Первой стала массированная индустриализация, осуществленная в Советском Союзе в период с начала 30-х до середины 60-х гг Уже за первые десять лет реализации этой политики промышленный потенциал страны был более чем удвоен; затем, в годы Второй мировой войны, была создана новая промышленная база в районах, не затронутых германской оккупацией; наконец в 50-е и 60-е гг. были продемонстрированы беспрецедентные научно-технические достижения.
В значительной мере все это стало возможным благодаря радикальному сокращению потребления и использованию принудительного труда. Однако к началу 70-х потенциал мобилизационного развития оказался исчерпанным, и наступил закономерный упадок. Второй пример дает история нацистской Германии. В этом случае мы видим причудливое сочетание интересов большого бизнеса и государства, также при явном недопотреблении большинства граждан и постановке экономики на службу милитаризации.
Германский вариант мобилизационного хозяйства обеспечил феноменальные результаты: вплоть до июня 1944 г. промышленное производство в границах рейха возрастало. Даже потеряв большую часть ученых, страна сумела осуществить впечатляющие разработки в судостроении, артиллерии, ракетных и ядерных технологиях. Поражение во Второй мировой войне означало и конец этого эксперимента. Третья попытка была предпринята Японией в 50 70-е гг. На этот раз главными рычагами мобилизационных действий стали государственные инвестиции, режим протекционизма для национальных производителей, скрытое дотирование экспорта, беспрецедентно высокая норма накопления и колоссальный импорт технологий и научных разработок. В результате страна превратилась во вторую по мощи мировую хозяйственную систему и подняла уровень
жизни своего населения до самых высоких в мире показателей. Однако в 80-е и особенно в 90-е гг. стало заметно замедление темпов развития японской экономики, и сегодня миф о японском чуде фактически развеялся. Опыт СССР, Германии и Японии в указанные периоды подтверждает, что, с одной стороны, индустриальная экономика может быть достаточно эффективно построена на основе роста нормы накопления и жесткого государственного
регулирования, а с другой использование таких мобилизационных методов не дает ожидаемого эффекта, когда страна должна решать задачи постиндустриальной трансформации. Принципиально важным является понимание того, что постиндустриальное общество не может быть построено единственным путем его становления является эволюционное развитие на основе максимальной реализации личностного потенциала людей, достигших высокого уровня материального благосостояния.

• ЧТО НУЖНО СДЕЛАТЬ
A - Перепишите дословно часть исходного текста, начав со слов «В значительной мере» и остановившись после слов «на службу милитаризации.».
B - До какого времени, согласно исходному тексту, возрастало промышленное производство в границах рейха?
Материал, приведенный далее, получен из другого источника.

• ФРАГМЕНТ ДАННЫХ
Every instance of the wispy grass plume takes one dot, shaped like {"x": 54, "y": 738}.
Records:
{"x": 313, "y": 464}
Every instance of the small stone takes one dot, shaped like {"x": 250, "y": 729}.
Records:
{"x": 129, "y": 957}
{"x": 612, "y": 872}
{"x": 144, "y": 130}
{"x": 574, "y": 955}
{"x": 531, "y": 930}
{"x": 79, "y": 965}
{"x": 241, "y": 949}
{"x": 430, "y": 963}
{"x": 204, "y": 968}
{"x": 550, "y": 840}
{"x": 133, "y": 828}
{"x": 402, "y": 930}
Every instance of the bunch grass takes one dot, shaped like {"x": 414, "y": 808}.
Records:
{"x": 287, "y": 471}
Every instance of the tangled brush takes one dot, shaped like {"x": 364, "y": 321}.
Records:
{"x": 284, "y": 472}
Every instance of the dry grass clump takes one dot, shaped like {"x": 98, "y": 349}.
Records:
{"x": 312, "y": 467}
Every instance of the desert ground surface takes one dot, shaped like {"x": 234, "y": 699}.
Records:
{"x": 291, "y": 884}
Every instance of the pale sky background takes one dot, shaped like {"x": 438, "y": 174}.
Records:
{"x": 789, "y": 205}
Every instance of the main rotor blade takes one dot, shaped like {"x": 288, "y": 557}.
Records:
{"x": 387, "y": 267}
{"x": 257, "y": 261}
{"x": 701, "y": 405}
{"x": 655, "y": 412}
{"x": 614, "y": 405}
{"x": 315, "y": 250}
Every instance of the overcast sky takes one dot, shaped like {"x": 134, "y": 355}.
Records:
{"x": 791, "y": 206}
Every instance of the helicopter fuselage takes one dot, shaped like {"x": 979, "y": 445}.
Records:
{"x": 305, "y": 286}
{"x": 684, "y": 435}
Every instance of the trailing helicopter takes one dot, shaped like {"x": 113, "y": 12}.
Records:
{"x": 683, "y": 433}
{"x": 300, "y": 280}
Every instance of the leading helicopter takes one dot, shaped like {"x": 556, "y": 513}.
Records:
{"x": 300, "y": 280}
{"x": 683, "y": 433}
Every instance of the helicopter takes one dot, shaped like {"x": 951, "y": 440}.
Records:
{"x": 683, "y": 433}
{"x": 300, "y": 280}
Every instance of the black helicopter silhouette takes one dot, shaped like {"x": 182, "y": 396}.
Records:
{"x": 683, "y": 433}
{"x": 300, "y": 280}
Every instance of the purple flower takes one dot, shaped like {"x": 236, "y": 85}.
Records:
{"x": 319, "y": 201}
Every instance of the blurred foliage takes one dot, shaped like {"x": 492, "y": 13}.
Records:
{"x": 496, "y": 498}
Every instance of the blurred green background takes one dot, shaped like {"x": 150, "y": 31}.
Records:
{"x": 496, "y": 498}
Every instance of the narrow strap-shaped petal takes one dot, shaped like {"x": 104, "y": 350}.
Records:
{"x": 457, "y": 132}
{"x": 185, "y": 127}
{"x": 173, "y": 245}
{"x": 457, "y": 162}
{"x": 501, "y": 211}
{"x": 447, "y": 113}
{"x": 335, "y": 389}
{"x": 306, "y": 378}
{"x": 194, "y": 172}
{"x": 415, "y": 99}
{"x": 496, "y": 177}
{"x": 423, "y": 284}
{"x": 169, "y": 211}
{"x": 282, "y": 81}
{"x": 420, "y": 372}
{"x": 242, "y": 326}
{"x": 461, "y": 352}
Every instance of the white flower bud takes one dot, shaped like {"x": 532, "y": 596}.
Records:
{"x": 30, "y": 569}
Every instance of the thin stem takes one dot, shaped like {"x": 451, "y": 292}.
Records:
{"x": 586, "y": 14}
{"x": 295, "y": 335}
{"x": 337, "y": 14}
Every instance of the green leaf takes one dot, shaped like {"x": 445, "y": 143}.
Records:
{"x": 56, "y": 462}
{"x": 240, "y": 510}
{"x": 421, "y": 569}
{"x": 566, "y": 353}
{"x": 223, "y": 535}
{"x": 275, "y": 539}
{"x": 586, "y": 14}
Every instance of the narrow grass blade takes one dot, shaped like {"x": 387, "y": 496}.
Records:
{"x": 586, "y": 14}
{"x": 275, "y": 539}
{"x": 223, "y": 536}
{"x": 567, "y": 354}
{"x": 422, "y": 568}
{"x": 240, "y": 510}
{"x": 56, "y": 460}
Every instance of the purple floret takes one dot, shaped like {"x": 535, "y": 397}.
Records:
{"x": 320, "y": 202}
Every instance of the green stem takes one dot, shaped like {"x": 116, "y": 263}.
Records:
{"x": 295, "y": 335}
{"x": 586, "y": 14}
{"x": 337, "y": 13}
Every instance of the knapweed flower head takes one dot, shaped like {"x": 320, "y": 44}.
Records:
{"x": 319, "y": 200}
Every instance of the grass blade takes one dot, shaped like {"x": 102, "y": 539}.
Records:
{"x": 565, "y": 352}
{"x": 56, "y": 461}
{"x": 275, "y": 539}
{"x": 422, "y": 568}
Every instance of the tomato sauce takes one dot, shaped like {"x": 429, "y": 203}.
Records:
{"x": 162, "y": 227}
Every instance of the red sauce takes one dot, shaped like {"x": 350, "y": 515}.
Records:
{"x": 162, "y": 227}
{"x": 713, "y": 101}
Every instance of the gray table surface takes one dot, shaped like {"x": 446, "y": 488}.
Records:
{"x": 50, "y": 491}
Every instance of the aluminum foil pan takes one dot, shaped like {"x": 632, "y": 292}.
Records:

• ОТВЕТЫ ПО ЗАДАНИЯМ
A -
В значительной мере все это стало возможным благодаря радикальному сокращению потребления и использованию принудительного труда. Однако к началу 70-х потенциал мобилизационного развития оказался исчерпанным, и наступил закономерный упадок. Второй пример дает история нацистской Германии. В этом случае мы видим причудливое сочетание интересов большого бизнеса и государства, также при явном недопотреблении большинства граждан и постановке экономики на службу милитаризации.

B - Вплоть до июня 1944 г.